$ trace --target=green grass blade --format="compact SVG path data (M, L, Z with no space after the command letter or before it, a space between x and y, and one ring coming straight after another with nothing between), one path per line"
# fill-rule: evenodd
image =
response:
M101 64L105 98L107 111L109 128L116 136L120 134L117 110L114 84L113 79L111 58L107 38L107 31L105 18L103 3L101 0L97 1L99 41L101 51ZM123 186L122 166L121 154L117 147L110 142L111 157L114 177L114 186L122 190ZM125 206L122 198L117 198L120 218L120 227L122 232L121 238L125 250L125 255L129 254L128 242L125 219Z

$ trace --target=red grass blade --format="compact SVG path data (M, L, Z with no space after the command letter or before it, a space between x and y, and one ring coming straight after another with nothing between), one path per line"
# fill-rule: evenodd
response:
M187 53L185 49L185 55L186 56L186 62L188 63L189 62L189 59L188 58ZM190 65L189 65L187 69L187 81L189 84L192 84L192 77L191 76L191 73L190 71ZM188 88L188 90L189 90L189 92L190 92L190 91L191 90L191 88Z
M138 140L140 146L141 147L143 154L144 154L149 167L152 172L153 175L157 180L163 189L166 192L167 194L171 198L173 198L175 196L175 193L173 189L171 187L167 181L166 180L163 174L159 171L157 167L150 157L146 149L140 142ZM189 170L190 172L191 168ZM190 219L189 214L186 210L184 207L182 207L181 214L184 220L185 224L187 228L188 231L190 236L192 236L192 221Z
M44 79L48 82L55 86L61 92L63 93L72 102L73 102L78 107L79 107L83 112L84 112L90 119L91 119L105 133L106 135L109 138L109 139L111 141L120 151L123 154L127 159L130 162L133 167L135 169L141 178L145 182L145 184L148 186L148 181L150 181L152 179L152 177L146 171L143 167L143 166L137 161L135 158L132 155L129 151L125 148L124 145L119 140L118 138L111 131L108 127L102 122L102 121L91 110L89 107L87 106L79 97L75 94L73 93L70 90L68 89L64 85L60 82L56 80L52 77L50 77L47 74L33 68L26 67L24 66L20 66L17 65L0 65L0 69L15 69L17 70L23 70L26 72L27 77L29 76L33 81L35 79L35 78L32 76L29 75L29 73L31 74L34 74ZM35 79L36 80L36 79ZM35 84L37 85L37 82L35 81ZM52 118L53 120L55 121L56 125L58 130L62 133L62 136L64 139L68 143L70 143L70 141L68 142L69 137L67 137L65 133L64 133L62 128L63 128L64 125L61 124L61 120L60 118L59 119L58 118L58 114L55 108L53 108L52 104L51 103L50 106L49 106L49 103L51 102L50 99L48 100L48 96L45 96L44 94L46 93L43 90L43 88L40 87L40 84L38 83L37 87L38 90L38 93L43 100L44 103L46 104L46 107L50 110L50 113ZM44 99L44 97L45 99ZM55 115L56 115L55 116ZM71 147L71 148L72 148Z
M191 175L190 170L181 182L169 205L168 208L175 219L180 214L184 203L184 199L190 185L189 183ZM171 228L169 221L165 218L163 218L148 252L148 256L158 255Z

- _PROBLEM DETAILS_
Rewrite the data from its first line through the line containing "M101 64L105 98L107", inclusive, changing "green" to "yellow" and leaving everything else as it is.

- _OUTPUT FOR THIS TASK_
$ trace --target=yellow grass blade --format="compact SVG path data (M, L, Z with no space after the command letter or before it, a space between x and y, and one ring coming straight after another with nothing between), one path per line"
# fill-rule: evenodd
image =
response:
M101 64L105 98L107 111L109 128L116 136L120 134L117 110L114 84L113 79L111 58L107 38L107 31L105 18L103 3L101 0L97 1L99 41L101 51ZM123 186L122 166L121 154L117 147L110 142L111 157L114 177L114 186L122 190ZM125 206L122 198L117 198L120 218L120 227L122 232L121 238L125 250L125 255L129 254L128 242L125 219Z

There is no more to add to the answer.